→ **TASK TO COMPLETE**
Reproduce the entire tribute to Myrlie Evers below word for word.

Sunday, March 17, 2019 ~ Honoring Myrlie Evers on her 86th Birthday
I first became aware of her one evening in June of 1963. Watching the televised news coverage of her husband’s murder with my parents and siblings in our home in Detroit. I had just graduated from high school and was preparing for college when that summer became a season of innocence lost, as images of the landscape of racial violence became part of our daily lives. My family is originally from Montgomery, Alabama, and at the time, many of our relatives were active members on the front lines of the Civil Rights Movement, so we were routinely riveted to any television and newspaper coverage reporting on their activities.
Just hours before, on the previous night, President Kennedy had addressed the nation in a nationally televised and profoundly compelling speech on the subject of civil rights and race. Recent shocking events in the south had come to a boiling point. And although Kennedy had taken a cautious stance on civil rights early on in his administration, he was moved and sickened by disturbing images he was seeing on television and in newspapers. White southern segregationists were openly engaging in brutal racial terrorism. Peaceful Negro marchers and demonstrators, including children, were being attacked by vicious snapping police dogs and blasted by fire hoses. So he knew it was time to take immediate action. Just the day before, on June 11, in a historic confrontation, he had to force Alabama Governor George Wallace to comply with federal desegregation laws. Wallace’s insistence on standing in the doorway of the University of Alabama to block the admittance of two Negro students, Vivian Malone, and James Hood was national news. The president issued an executive proclamation and called in the Alabama National Guard, ordering them to escort the students to be registered and admitted to the University.

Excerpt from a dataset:
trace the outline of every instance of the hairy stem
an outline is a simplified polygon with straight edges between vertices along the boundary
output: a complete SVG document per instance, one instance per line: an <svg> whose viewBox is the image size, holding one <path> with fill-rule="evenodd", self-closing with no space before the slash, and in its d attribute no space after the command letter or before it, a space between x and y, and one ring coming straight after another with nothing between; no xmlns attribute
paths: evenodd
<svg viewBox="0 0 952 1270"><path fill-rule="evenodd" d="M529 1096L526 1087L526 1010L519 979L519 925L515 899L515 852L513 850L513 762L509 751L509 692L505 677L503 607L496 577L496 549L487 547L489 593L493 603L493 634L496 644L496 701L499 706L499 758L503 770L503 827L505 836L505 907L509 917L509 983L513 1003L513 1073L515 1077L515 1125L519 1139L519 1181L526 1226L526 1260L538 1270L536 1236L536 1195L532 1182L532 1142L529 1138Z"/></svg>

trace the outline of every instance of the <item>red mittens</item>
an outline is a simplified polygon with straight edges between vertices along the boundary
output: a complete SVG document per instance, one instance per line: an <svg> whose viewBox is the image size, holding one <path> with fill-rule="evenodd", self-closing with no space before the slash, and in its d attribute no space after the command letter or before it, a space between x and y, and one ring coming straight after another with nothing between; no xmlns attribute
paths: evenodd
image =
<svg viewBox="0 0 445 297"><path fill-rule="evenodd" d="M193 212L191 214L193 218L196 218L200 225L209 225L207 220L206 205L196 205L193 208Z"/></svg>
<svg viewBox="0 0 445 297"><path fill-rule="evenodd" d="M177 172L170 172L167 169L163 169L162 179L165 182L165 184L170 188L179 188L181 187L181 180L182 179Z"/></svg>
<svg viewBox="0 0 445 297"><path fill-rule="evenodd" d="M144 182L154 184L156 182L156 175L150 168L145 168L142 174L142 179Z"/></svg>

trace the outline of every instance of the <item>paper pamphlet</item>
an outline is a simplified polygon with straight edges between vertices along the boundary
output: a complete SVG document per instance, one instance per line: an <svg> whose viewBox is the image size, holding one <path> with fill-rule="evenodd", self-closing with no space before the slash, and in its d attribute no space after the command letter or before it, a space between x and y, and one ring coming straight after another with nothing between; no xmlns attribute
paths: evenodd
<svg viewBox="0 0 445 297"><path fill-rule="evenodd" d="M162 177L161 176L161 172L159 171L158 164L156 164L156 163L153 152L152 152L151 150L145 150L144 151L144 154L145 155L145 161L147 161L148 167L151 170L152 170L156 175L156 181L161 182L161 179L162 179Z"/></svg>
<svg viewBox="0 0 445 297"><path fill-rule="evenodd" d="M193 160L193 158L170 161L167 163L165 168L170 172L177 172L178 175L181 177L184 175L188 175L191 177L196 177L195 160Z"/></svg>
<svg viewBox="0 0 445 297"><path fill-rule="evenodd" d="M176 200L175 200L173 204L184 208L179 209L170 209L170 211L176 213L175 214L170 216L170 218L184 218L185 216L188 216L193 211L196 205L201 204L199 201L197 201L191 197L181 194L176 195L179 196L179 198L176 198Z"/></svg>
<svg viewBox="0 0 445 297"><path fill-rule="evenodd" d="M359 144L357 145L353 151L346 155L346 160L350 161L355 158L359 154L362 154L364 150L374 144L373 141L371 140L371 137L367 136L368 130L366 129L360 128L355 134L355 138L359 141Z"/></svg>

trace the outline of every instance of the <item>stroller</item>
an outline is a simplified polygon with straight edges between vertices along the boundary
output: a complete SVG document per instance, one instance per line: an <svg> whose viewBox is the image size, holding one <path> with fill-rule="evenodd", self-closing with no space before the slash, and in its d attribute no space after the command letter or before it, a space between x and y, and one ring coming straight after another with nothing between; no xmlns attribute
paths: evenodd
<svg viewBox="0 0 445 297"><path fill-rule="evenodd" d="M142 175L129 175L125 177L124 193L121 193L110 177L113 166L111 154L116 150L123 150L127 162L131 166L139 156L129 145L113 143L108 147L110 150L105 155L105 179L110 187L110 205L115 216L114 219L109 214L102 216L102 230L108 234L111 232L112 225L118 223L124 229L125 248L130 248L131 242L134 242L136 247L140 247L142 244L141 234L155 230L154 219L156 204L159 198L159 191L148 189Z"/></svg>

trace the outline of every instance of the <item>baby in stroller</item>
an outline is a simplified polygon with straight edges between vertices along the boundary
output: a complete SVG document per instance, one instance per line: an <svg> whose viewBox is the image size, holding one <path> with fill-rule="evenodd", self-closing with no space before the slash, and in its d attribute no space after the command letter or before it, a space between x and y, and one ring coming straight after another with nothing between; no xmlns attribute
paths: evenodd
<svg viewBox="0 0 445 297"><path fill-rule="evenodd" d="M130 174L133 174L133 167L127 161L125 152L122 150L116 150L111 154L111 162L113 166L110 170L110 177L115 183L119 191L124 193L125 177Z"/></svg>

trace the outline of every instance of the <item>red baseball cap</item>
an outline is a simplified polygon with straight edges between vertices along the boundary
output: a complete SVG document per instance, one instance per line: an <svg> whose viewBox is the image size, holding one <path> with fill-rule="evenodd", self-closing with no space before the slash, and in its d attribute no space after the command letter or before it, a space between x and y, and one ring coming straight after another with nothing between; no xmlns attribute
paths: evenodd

→ **OUTPUT OF THE EXERCISE**
Sunday, March 17, 2019 ~ Honoring Myrlie Evers on her 86th Birthday
I first became aware of her one evening in June of 1963. Watching the televised news coverage of her husband’s murder with my parents and siblings in our home in Detroit. I had just graduated from high school and was preparing for college when that summer became a season of innocence lost, as images of the landscape of racial violence became part of our daily lives. My family is originally from Montgomery, Alabama, and at the time, many of our relatives were active members on the front lines of the Civil Rights Movement, so we were routinely riveted to any television and newspaper coverage reporting on their activities.
Just hours before, on the previous night, President Kennedy had addressed the nation in a nationally televised and profoundly compelling speech on the subject of civil rights and race. Recent shocking events in the south had come to a boiling point. And although Kennedy had taken a cautious stance on civil rights early on in his administration, he was moved and sickened by disturbing images he was seeing on television and in newspapers. White southern segregationists were openly engaging in brutal racial terrorism. Peaceful Negro marchers and demonstrators, including children, were being attacked by vicious snapping police dogs and blasted by fire hoses. So he knew it was time to take immediate action. Just the day before, on June 11, in a historic confrontation, he had to force Alabama Governor George Wallace to comply with federal desegregation laws. Wallace’s insistence on standing in the doorway of the University of Alabama to block the admittance of two Negro students, Vivian Malone, and James Hood was national news. The president issued an executive proclamation and called in the Alabama National Guard, ordering them to escort the students to be registered and admitted to the University.